Les TMS et le secteur de la maroquinerie
Les risques physiques de TMS résultent de facteurs comme les gestes répétitifs, le travail statique, les efforts excessifs, les positions articulaires extrêmes, le port de charges lourdes, etc.
Les TMS sont causés par un déséquilibre entre les capacités physiques du corps et les exigences ainsi que les contraintes auxquelles il est soumis.
Dans cet article, nous nous pencherons sur les TMS dans le secteur de la maroquinerie.
Nous sommes partis à la rencontre de Léopold, 44 ans, ancien artisan en maroquinerie ayant travaillé pendant près d’un an dans un atelier de maroquinerie.
Nous avons souhaité le rencontrer afin de comprendre plus en profondeur les contraintes de ce métier, la réalité du terrain ainsi que les risques physiques de TMS associés.
Témoignage spécial – Rencontre avec un ancien artisan en atelier de maroquinerie
Quel est votre parcours professionnel ?

### Jeu de données
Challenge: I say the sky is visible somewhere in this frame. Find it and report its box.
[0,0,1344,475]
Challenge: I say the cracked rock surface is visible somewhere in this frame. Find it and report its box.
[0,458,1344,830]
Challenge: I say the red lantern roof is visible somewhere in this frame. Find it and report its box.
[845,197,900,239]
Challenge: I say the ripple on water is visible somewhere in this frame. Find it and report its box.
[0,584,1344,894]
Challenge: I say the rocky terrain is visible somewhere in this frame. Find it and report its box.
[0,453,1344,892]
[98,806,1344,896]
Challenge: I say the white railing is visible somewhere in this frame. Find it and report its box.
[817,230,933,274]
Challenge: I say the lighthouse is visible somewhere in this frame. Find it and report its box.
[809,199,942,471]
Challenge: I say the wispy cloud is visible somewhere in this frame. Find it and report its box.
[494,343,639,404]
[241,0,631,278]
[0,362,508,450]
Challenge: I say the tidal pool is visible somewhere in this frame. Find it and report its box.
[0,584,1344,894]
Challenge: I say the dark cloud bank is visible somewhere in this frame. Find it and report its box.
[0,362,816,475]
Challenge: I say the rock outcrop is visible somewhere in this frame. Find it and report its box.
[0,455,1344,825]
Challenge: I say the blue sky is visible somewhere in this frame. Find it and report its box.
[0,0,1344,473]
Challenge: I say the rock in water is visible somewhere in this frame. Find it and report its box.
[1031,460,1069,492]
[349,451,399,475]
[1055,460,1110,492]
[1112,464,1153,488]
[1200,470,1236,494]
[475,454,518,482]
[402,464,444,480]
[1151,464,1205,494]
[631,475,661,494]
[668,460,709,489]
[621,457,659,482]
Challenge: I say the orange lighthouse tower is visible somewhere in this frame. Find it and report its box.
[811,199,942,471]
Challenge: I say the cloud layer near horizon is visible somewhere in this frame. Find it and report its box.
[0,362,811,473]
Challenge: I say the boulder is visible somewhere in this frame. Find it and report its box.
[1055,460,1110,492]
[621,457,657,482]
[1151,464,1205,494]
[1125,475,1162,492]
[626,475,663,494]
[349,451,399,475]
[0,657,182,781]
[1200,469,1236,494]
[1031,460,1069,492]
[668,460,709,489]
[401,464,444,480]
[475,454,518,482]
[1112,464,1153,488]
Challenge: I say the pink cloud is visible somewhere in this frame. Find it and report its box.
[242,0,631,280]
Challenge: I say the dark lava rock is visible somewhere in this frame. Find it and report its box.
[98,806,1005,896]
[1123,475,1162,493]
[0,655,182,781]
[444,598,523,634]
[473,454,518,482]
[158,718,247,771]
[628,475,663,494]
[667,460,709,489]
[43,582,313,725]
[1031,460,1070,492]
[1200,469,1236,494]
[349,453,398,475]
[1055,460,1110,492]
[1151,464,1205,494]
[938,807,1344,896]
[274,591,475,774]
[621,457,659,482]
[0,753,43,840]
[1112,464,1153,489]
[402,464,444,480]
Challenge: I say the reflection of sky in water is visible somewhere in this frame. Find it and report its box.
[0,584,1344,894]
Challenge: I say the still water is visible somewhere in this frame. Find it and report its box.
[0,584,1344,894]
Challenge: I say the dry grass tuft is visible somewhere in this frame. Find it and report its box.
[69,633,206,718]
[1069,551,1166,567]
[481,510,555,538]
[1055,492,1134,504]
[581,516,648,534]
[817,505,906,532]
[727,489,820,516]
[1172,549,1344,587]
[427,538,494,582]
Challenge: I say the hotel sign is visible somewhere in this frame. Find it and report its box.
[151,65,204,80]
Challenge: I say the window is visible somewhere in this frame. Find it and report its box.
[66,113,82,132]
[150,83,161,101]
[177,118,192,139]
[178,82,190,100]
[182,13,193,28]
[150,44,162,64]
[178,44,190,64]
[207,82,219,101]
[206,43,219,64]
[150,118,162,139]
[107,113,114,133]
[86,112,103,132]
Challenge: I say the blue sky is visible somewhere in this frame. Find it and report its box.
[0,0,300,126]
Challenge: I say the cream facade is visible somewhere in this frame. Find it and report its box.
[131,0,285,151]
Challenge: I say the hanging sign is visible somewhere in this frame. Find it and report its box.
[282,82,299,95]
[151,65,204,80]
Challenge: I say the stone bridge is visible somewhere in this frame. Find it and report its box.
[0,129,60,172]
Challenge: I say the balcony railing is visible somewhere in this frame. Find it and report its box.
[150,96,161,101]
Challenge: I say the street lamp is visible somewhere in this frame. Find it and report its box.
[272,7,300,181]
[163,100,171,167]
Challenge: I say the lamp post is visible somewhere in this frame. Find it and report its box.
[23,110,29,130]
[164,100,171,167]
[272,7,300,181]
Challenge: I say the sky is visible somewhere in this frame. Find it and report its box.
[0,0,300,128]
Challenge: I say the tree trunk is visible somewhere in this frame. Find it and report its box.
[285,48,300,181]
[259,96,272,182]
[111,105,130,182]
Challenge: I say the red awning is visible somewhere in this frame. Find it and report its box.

### Consigne
Citez fidèlement le passage du texte sur les TMS dans la maroquinerie qui s'ouvre sur les mots contenant « Nous sommes partis » et se clôt sur « de TMS associés. ».

### Réponse
Nous sommes partis à la rencontre de Léopold, 44 ans, ancien artisan en maroquinerie ayant travaillé pendant près d’un an dans un atelier de maroquinerie.
Nous avons souhaité le rencontrer afin de comprendre plus en profondeur les contraintes de ce métier, la réalité du terrain ainsi que les risques physiques de TMS associés.